(Extracted records)
+---+

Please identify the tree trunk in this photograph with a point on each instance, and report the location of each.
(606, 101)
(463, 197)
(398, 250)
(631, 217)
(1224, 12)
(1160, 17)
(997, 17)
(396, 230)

+---+

**Prompt:** Reproduce all the records precisely.

**Expected answer:**
Please identify the tree trunk in this photograph with a point on each instance, and report the location of each.
(606, 101)
(463, 197)
(398, 250)
(631, 217)
(1224, 12)
(1160, 17)
(997, 17)
(396, 230)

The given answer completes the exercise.